══ RECORDS FOR THIS EXERCISE

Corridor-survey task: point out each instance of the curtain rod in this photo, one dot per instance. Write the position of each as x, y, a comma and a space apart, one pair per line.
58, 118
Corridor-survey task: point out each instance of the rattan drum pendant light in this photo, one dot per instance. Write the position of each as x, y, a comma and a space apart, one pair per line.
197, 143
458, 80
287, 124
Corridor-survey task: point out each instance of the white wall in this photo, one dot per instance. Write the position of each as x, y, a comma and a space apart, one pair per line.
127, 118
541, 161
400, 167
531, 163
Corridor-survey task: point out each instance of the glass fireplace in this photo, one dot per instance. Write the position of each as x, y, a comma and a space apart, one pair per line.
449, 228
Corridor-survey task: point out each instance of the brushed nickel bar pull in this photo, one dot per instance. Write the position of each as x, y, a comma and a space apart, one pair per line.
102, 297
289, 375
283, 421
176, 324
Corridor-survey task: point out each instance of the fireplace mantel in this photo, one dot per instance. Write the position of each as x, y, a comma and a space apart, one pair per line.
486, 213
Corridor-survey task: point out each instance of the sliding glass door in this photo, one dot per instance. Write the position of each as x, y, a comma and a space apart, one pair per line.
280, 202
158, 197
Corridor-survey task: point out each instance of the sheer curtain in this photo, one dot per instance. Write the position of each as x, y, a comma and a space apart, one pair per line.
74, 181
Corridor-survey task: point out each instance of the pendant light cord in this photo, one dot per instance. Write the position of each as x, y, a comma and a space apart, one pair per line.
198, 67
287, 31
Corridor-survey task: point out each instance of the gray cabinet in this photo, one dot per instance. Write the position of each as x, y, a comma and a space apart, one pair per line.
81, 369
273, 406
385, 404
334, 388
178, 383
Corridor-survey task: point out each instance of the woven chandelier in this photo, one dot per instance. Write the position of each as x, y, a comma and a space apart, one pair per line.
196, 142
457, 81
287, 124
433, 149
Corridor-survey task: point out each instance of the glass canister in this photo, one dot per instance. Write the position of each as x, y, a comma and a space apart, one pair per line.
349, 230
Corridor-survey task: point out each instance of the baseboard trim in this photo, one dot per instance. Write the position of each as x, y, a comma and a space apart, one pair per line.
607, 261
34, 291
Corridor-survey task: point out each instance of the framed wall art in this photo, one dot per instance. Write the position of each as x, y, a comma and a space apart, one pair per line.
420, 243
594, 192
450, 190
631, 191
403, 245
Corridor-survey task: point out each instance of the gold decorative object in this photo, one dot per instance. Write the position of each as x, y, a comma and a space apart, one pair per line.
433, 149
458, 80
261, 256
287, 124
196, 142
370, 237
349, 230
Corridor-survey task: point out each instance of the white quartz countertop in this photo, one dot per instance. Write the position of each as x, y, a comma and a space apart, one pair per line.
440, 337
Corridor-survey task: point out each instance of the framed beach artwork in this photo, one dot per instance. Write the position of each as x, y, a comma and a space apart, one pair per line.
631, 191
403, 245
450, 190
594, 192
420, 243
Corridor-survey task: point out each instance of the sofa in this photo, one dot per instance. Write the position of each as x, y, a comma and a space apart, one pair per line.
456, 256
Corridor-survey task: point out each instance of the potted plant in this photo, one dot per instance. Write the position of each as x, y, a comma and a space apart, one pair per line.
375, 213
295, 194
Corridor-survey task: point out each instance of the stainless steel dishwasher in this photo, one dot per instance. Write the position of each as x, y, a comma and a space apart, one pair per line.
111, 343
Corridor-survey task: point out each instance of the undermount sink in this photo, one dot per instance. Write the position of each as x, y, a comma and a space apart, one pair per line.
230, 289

════

Reproduce the listing above word for word, from its first line through its last.

Corridor-survey task: point out each instance of the curtain rod in this photo, one dot per instance. Write the position of each as x, y, a comma and a space apart, one pair per line.
58, 118
Corridor-survey task: point out each instance of the rattan drum pendant light in this photo, one dot per instance. Write the position of each as x, y, a comma and a space apart, one pair per line.
197, 143
458, 80
287, 124
Corridor-survey task: point out each instance of the white wall in this photo, one dot per instance. Write the position of each as x, y, a comma and a space apart, one pair per line.
127, 118
541, 161
400, 167
531, 163
Corridor-survey task: point out each instance of the glass fireplace in this photo, one dot per instance. Write the position of each as x, y, a comma and a space apart, one pair per line.
449, 228
Corridor-survey task: point out each instance of the brushed nickel bar pull in this photo, one dot per instance. Write the position of each as x, y, a comma and a space apart, one pair per line.
102, 297
289, 375
283, 421
176, 324
Corridor-survey task: point out each instance of the fireplace mantel in this photo, one dot per instance. Write the position of each as x, y, a comma and a space apart, one pair per line.
486, 213
Corridor-survey task: point out each instance of the sliding glass door in this photo, one dot per instance. Write the position of each as x, y, a comma and a space apart, one pair per line.
280, 202
158, 197
Corridor-survey task: point out each instance of the sheer curtain in this photo, one dot per instance. Write the position of each as x, y, a comma and a space apart, one pair per line.
74, 181
Corridor-survey task: point out each instance of the pendant light cord in this photo, one dot per instance. Write the position of each as x, y, a comma and a space apart, one pair per line.
198, 67
287, 31
Corridor-survey task: point out each instance of the gray cabinet in this photo, one dot per instance. Write the position of each as x, y, a comma and a space apart, one pair per line.
81, 369
273, 406
385, 404
334, 388
178, 383
Corridor-survey task: point out each instance of the woven chandelier in this photo, one dot per instance. Write the position of each as x, y, a comma and a space apart, one pair per line.
196, 142
457, 81
287, 124
433, 149
Corridor-survey task: point out each instance of the glass canister in this photo, one dot per instance. Write the position of each as x, y, a comma and a space apart, one pair per line.
349, 230
Corridor-survey task: point out each instance of the baseboard trim in this photo, one dot per instance. Write the position of each as x, y, a comma and a space apart, one pair per line.
607, 261
34, 291
Corridor-survey task: point out each instance of the framed wall art in this photo, one dot per instance. Write the position of each as x, y, a comma and a space apart, one pair per line.
420, 243
594, 192
450, 190
631, 191
403, 245
Corridor-survey task: point out each instance of the gold decorative object in this photo, one dot per instance. Write the position of each as x, y, a comma and a space apart, one pair per line.
433, 149
458, 80
261, 256
287, 124
196, 142
370, 237
349, 230
Corridor-survey task: point out each instance of the white quartz countertop in this photo, one dot per instance. Write the position of each as x, y, a comma and a space apart, one pair per line.
440, 337
Corridor-survey task: point out each instance of the framed beach artwork in this photo, one dot per instance. Write the position of each as x, y, a comma and a space apart, one pair per line.
631, 191
403, 245
450, 190
594, 192
420, 243
Corridor-survey task: point out each instance of the sofa in this photo, one dot per instance. Write the position of each as x, y, a comma and a space apart, one pair per line.
456, 256
Corridor-survey task: point out each instance of the potted plant in this photo, one dot per instance. Write the position of each as x, y, a comma and a space apart, one pair per line.
375, 213
295, 194
Corridor-survey task: point out each instance of the stainless steel dishwasher in this photo, one dot per instance. Write the position of each as x, y, a comma and a space apart, one pair per line.
111, 343
Corridor-survey task: point out each instance of the undermount sink in this photo, one dot per instance. Write the position of each as x, y, a comma and a space apart, one pair per line.
230, 289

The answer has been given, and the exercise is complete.